◆ **ABOUT THIS EXERCISE**
Your task is to transcribe the entries below exactly, beginning with the line containing "Target: soldier's gloved hand" and ending with the final line, and to add nothing else.

◆ **PROVIDED DATA**
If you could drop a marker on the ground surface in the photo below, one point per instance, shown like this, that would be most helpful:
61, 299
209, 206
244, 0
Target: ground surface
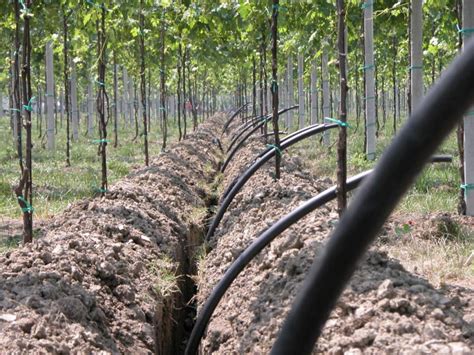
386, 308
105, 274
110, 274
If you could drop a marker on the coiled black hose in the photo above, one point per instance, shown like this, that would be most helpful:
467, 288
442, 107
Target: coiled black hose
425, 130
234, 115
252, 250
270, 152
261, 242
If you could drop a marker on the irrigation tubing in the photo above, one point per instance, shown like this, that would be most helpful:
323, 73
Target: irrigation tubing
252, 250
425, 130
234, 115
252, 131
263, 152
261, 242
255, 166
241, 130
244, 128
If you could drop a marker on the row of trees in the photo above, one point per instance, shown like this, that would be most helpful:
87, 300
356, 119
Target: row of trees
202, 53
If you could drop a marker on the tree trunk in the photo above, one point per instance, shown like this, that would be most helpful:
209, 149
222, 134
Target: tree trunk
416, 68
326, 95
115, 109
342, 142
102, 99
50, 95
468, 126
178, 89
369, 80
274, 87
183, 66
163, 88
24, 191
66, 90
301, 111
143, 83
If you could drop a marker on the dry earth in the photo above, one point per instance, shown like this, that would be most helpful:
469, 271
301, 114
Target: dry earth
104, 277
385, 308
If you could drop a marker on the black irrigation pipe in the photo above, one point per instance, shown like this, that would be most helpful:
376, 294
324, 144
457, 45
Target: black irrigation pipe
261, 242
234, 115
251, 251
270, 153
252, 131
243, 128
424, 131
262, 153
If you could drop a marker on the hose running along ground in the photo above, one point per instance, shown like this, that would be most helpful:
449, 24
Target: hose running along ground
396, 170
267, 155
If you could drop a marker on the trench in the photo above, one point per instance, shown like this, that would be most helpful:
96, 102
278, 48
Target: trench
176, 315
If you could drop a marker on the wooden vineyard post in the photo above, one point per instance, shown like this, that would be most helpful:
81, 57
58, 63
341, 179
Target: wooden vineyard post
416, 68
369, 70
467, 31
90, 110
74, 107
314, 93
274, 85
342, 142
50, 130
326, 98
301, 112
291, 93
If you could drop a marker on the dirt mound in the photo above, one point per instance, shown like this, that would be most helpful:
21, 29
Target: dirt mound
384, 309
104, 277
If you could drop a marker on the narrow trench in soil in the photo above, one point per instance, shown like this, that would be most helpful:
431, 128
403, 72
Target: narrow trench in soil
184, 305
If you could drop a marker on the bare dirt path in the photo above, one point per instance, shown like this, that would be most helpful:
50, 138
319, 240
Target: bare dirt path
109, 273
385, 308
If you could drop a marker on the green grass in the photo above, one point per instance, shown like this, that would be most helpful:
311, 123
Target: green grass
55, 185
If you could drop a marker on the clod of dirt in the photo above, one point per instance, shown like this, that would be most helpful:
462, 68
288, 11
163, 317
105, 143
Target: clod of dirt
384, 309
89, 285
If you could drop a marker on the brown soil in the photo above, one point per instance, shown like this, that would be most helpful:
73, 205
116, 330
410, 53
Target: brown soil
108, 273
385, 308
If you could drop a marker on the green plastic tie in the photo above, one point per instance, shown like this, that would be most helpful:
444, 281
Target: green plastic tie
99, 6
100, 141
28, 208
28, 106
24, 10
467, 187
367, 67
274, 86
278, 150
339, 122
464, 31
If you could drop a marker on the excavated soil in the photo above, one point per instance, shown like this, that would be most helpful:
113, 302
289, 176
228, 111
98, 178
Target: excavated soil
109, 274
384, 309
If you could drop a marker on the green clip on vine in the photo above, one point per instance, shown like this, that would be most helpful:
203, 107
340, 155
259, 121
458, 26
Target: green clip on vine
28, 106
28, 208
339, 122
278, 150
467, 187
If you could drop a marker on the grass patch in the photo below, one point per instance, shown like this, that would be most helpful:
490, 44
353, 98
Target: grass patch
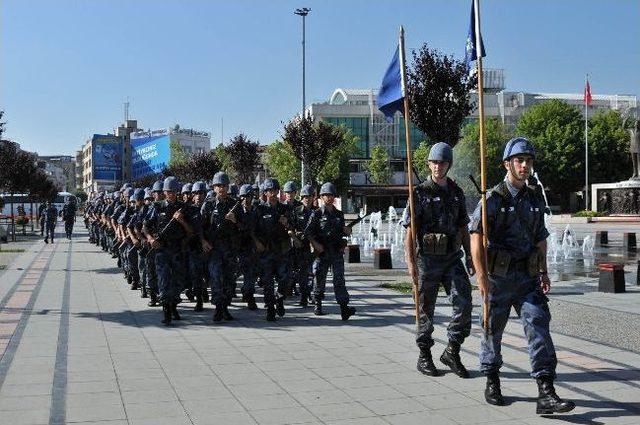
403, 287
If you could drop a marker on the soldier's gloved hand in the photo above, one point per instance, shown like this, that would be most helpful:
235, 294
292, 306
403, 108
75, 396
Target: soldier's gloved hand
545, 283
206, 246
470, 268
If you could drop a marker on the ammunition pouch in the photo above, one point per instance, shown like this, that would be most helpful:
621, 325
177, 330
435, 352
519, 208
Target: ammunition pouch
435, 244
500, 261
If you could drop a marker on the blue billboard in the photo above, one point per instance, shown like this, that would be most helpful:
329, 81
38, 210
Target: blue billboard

◆ **ANSWER SECTION**
Target: soldier's gloved hand
545, 283
206, 246
470, 268
If you could drop a marker on the ammunition pouch in the photo above, one point per instance, shown like this, that would be most helpful:
621, 325
177, 330
435, 352
519, 208
Target: ammunition pouch
435, 244
500, 261
If you could drop a marker on the blue billboard in the photo above, one point per instance, shown like this, that would be most helpful:
329, 81
38, 210
Target: blue billboard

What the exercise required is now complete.